What the task requires: Without adding or dropping anything, copy the entries below.

── Input for this task

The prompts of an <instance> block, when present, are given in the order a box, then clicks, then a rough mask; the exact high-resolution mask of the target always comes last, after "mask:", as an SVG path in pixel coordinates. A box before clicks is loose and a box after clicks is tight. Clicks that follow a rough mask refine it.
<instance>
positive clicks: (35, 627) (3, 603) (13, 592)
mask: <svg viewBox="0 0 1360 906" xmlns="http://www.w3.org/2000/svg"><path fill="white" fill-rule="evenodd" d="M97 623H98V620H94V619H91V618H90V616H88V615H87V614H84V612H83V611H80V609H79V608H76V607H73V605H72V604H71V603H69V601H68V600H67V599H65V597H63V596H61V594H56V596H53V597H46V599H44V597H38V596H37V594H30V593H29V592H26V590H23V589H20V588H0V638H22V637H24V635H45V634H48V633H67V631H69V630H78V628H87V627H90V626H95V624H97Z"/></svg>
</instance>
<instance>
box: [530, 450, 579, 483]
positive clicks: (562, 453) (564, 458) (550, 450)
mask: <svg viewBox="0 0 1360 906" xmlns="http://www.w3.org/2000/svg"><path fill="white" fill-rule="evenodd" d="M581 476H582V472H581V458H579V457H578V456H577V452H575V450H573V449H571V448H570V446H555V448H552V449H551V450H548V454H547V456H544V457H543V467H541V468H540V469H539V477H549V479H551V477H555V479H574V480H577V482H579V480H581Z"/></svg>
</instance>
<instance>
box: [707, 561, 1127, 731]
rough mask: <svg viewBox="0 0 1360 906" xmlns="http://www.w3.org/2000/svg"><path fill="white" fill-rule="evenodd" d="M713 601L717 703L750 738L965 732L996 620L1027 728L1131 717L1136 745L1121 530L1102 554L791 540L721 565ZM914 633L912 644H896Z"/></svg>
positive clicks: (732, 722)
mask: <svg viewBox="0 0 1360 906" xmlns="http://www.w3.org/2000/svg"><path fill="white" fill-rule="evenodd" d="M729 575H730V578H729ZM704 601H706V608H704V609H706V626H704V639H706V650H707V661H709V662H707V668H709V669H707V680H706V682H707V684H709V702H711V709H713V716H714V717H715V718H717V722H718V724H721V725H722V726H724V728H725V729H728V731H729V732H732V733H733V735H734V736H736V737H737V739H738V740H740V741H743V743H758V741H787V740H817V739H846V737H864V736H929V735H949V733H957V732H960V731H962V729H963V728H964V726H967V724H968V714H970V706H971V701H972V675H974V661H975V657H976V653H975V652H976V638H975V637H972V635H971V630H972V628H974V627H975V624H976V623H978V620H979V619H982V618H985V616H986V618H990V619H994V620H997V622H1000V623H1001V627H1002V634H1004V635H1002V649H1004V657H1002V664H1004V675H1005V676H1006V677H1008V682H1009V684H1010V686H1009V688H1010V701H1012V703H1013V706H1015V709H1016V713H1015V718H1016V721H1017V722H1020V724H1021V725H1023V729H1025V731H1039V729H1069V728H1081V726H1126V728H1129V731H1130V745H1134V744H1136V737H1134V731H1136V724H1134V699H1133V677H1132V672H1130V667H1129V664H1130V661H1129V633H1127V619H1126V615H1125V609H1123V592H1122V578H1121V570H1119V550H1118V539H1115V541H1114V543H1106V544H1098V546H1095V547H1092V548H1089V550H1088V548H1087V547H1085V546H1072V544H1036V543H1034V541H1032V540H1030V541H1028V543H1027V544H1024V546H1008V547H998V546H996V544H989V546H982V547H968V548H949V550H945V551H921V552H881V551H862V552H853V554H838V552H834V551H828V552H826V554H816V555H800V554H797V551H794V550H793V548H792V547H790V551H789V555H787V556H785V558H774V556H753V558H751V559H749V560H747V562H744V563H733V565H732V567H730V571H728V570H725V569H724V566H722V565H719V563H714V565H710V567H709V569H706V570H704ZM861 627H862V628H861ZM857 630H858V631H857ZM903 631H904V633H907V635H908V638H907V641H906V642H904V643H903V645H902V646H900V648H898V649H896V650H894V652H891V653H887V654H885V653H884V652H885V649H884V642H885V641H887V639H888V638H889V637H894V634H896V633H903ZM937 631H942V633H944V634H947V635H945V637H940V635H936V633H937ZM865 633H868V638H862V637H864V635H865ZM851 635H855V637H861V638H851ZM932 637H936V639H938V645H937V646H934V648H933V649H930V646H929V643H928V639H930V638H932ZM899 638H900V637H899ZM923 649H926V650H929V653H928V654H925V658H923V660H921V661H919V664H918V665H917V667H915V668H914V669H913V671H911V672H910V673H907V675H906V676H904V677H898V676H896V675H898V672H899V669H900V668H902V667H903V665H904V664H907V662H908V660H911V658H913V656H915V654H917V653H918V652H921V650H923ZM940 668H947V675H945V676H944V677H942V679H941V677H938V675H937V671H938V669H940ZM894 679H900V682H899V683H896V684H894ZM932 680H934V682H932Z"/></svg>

────

Response to this exercise:
The prompts of an <instance> block, when present, are given in the order a box, then clicks, then a rough mask; the exact high-resolution mask of the target always comes last, after "mask:", as an SVG path in pixel coordinates. A box before clicks is loose and a box after clicks is tight. Clicks that follow a rough mask refine it.
<instance>
positive clicks: (35, 627) (3, 603) (13, 592)
mask: <svg viewBox="0 0 1360 906" xmlns="http://www.w3.org/2000/svg"><path fill="white" fill-rule="evenodd" d="M97 623H98V620H94V619H91V618H90V616H88V615H87V614H84V612H83V611H80V609H79V608H76V607H73V605H72V604H71V603H69V601H68V600H67V599H65V597H63V596H61V594H56V596H53V597H46V599H44V597H38V596H37V594H30V593H29V592H26V590H23V589H20V588H0V638H22V637H24V635H45V634H48V633H67V631H69V630H78V628H87V627H90V626H95V624H97Z"/></svg>
</instance>
<instance>
box: [530, 450, 579, 483]
positive clicks: (562, 453) (564, 458) (550, 450)
mask: <svg viewBox="0 0 1360 906" xmlns="http://www.w3.org/2000/svg"><path fill="white" fill-rule="evenodd" d="M581 476H582V472H581V458H579V457H578V456H577V452H575V450H573V449H571V448H570V446H555V448H552V449H551V450H548V454H547V456H544V457H543V467H541V468H540V469H539V477H549V479H551V477H555V479H574V480H577V482H579V480H581Z"/></svg>
</instance>
<instance>
box: [707, 561, 1127, 731]
rough mask: <svg viewBox="0 0 1360 906" xmlns="http://www.w3.org/2000/svg"><path fill="white" fill-rule="evenodd" d="M713 601L717 703L750 738L965 732L996 620L1027 728L1131 717L1136 745L1121 530L1102 554L791 540L721 565ZM914 633L912 644H896Z"/></svg>
positive clicks: (732, 722)
mask: <svg viewBox="0 0 1360 906" xmlns="http://www.w3.org/2000/svg"><path fill="white" fill-rule="evenodd" d="M729 575H730V578H729ZM704 601H706V608H704V609H706V626H704V639H706V650H707V661H709V662H707V668H709V669H707V680H706V682H707V684H709V702H711V709H713V716H714V717H715V718H717V722H718V724H721V725H722V726H724V728H725V729H728V731H729V732H732V733H733V735H734V736H736V737H737V739H738V740H740V741H743V743H758V741H787V740H817V739H846V737H864V736H929V735H949V733H957V732H960V731H962V729H963V728H964V726H967V724H968V714H970V706H971V701H972V675H974V661H975V657H976V653H975V652H976V638H975V637H972V635H971V630H972V628H974V627H975V624H976V623H978V620H979V619H982V618H985V616H986V618H990V619H994V620H997V622H1000V623H1001V627H1002V634H1004V635H1002V649H1004V657H1002V664H1004V675H1005V676H1006V677H1008V682H1009V684H1010V686H1009V688H1010V701H1012V703H1013V706H1015V709H1016V713H1015V718H1016V721H1017V722H1020V724H1021V725H1023V729H1025V731H1039V729H1069V728H1081V726H1126V728H1129V731H1130V745H1134V744H1136V737H1134V731H1136V724H1134V699H1133V677H1132V672H1130V667H1129V664H1130V661H1129V633H1127V619H1126V615H1125V609H1123V592H1122V578H1121V570H1119V550H1118V539H1115V541H1114V543H1106V544H1098V546H1095V547H1092V548H1089V550H1088V548H1087V547H1085V546H1072V544H1036V543H1034V541H1032V540H1030V541H1028V543H1027V544H1024V546H1008V547H998V546H996V544H989V546H982V547H968V548H949V550H945V551H921V552H881V551H862V552H853V554H838V552H834V551H828V552H826V554H816V555H800V554H797V551H794V550H793V548H792V547H790V551H789V555H787V556H785V558H774V556H753V558H751V559H749V560H747V562H744V563H733V565H732V567H730V571H728V570H725V569H724V566H722V565H719V563H714V565H710V567H709V569H706V570H704ZM861 627H862V628H861ZM857 630H858V631H857ZM903 631H904V633H907V635H908V638H907V641H906V642H904V643H903V645H902V646H900V648H898V649H896V650H894V652H891V653H887V654H885V653H884V652H885V649H884V642H885V641H887V639H888V638H889V637H894V634H896V633H903ZM937 631H942V633H944V634H947V635H945V637H940V635H936V633H937ZM865 633H868V638H862V637H864V635H865ZM851 635H855V637H861V638H851ZM932 637H936V639H938V645H937V646H934V648H933V649H930V646H929V643H928V639H930V638H932ZM899 638H900V637H899ZM923 649H926V650H929V653H928V654H925V658H923V660H921V661H919V664H918V665H917V667H915V668H914V669H913V671H911V672H910V673H907V675H906V676H904V677H898V676H896V675H898V672H899V669H900V668H902V667H903V665H904V664H907V662H908V660H911V658H913V656H915V654H917V653H918V652H921V650H923ZM940 668H947V675H945V676H944V677H942V679H941V677H938V675H937V671H938V669H940ZM894 679H900V682H899V683H896V684H894ZM932 680H934V682H932Z"/></svg>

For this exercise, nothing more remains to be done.